REQUIRED TASK: Identify every line of the items below that contains the word "white" and copy each of those lines. Treat uppercase and lowercase as different.

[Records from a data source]

--- start ---

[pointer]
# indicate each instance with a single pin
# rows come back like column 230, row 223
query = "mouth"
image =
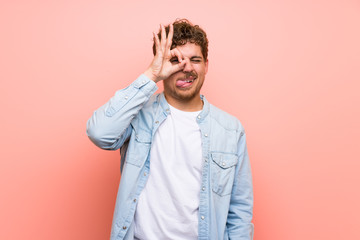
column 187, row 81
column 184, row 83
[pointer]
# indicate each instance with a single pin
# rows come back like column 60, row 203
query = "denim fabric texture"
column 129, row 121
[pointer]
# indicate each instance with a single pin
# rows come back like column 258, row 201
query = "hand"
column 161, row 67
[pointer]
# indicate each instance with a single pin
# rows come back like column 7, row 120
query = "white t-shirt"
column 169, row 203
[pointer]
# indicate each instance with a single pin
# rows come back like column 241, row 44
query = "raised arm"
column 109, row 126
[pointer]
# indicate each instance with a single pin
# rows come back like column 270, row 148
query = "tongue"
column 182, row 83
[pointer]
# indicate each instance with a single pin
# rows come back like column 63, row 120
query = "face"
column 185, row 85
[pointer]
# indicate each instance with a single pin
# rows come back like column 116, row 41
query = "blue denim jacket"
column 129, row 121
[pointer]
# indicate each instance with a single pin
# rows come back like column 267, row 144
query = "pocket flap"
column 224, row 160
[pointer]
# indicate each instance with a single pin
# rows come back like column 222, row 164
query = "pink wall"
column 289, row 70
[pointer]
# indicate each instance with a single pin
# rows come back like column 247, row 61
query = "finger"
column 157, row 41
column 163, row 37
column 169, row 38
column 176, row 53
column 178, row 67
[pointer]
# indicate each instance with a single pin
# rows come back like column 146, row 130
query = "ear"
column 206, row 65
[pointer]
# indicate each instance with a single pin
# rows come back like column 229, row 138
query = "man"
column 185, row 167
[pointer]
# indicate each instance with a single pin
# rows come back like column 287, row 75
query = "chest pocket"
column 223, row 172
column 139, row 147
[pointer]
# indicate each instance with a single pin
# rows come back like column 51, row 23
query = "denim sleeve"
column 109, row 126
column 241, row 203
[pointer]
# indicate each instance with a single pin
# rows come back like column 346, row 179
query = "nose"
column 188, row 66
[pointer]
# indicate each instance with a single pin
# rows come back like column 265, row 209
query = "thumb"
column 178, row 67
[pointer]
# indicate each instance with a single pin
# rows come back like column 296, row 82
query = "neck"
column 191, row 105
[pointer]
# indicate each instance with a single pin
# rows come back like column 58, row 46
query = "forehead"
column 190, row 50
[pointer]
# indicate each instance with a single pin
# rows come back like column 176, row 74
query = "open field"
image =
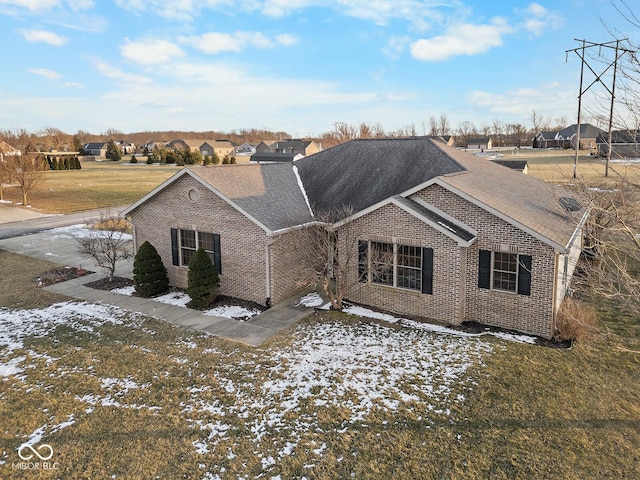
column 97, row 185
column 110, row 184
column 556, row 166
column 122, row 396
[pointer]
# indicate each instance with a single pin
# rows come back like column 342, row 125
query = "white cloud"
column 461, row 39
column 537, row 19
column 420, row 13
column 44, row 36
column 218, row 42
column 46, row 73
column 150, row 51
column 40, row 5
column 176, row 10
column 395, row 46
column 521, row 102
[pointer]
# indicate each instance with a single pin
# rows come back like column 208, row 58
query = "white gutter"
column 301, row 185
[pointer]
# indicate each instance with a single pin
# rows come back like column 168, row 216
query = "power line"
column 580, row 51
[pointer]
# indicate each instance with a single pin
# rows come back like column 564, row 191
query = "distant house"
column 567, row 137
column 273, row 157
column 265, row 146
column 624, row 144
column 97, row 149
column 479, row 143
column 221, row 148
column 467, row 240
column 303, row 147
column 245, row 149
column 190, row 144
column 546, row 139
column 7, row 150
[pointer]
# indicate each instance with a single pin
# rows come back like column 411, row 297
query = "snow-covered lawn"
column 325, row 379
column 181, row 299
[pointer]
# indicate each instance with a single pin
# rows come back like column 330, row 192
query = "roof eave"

--- end ---

OUTPUT FOR THIS TASK:
query = "white t-shirt"
query = "white cloud"
query = "white gutter"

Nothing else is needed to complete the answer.